Directions:
1. In the account of the shoe giveaway in Puerto Rico, swap "soaking wet" for "dripping wet" and write out the passage again. Begin at the words "Towards the end" and stop after "to give him.".
2. Write the next part of the account of the shoe giveaway at the Puerto Rico schools, beginning right after its final sentence.

Text segment:
_ _ _ _

After arriving at the same school the next day, our new friends were excited to reunite with us, greet us, and continue conversations from the day before.
“I saw a boy at the school that I knew we had given shoes to already, but he wasn’t wearing the new ones. He told me ‘I have them at home, I want to save them because when these wear out, I will need new ones and my mom can’t afford them. So then I will have good shoes,’” Dean, a team member, said about one child he served.
We quickly learned that each of our new friends had a story that they were eager to tell. And we were honored to listen. “I could tell that there was this one girl who really wanted to talk to me. She said thank you for the shoes yesterday and then began to tell me that her father was living in Florida because his grandmother had recently passed away and he needed to take care of things there. So she was living in Puerto Rico with her mother who was also taking care of her brother who had cancer. It seemed like she needed some love, she appreciated the shoes and the time together,” Helen, a team member, described.
A gate covered in barbed wire opened for us and we entered Escuela de la Comunidad Emilio del Toro in San Juan. We soon realized that students from this school come from a community with poor living conditions and lots of various needs.
“One boy came in who didn’t have any socks and his shoes were much too small. His feet were pretty dirty and there were a few open cuts. I spent a really long time wiping and cleaning his feet. His new shoes were three sizes bigger than what he came in wearing. And when it was done he gave me this really special hug. You could just tell it meant so much to him,” Jennifer, a team member, said.
Towards the end of the day, one child came in with socks that weren’t just dirty, but they were actually soaking wet. This boy had to have another pair of socks. After realizing we were out of his size, a Samaritan’s Feet team member quickly took hers off to give him.

_ _ _ _

Raw data:
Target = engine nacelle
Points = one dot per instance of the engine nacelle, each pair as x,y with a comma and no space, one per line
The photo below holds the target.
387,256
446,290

_ _ _ _

Answers for the exercise:
1.
Towards the end of the day, one child came in with socks that weren’t just dirty, but they were actually dripping wet. This boy had to have another pair of socks. After realizing we were out of his size, a Samaritan’s Feet team member quickly took hers off to give him.

2.
We were, again, honored to have a team of Puerto Ricans who were ready to serve with us. This was their community, their children, and they wanted to help. Even a few students helped us translate and washed feet after they received their new shoes. “The children are very happy because we are giving them new shoes,” Omy, one of the student helpers, said.
“If you are given something, you should give back,” Monica, First Lady Office Coordinator at the Municipality of Cataño, said. The generous spirit of Puerto Rico was evident everywhere we went. Their gracious attitude and genuine support for their country is astounding. Puerto Rico has endured some tumultuous times recently, but their resilience and support for one another is inspiring.
“It brings so much happiness to see our students’ faces as they receive new shoes. For something that is so simple, it means so much to them,” Josean, an administrator at Escuela Elementary Rafael Cordero, said.
Even after the Samaritan’s Feet team left, our new Puerto Rican friends and volunteers have continued serving by using the Samaritan’s Feet shoe distribution model. With left over shoes, they quickly put together a distribution at Escuela Elemental Rafael Cordero as volunteers washed the feet of students and gave them shoes just days after the team left. The legacy of love and impact continues on.
As the team left one distribution, a young girl we served called us over and handed us a note she had taken the time to write in English. It simply said, “I will never forget what you’ve done for me.” And we certainly won’t forget the people of Puerto Rico.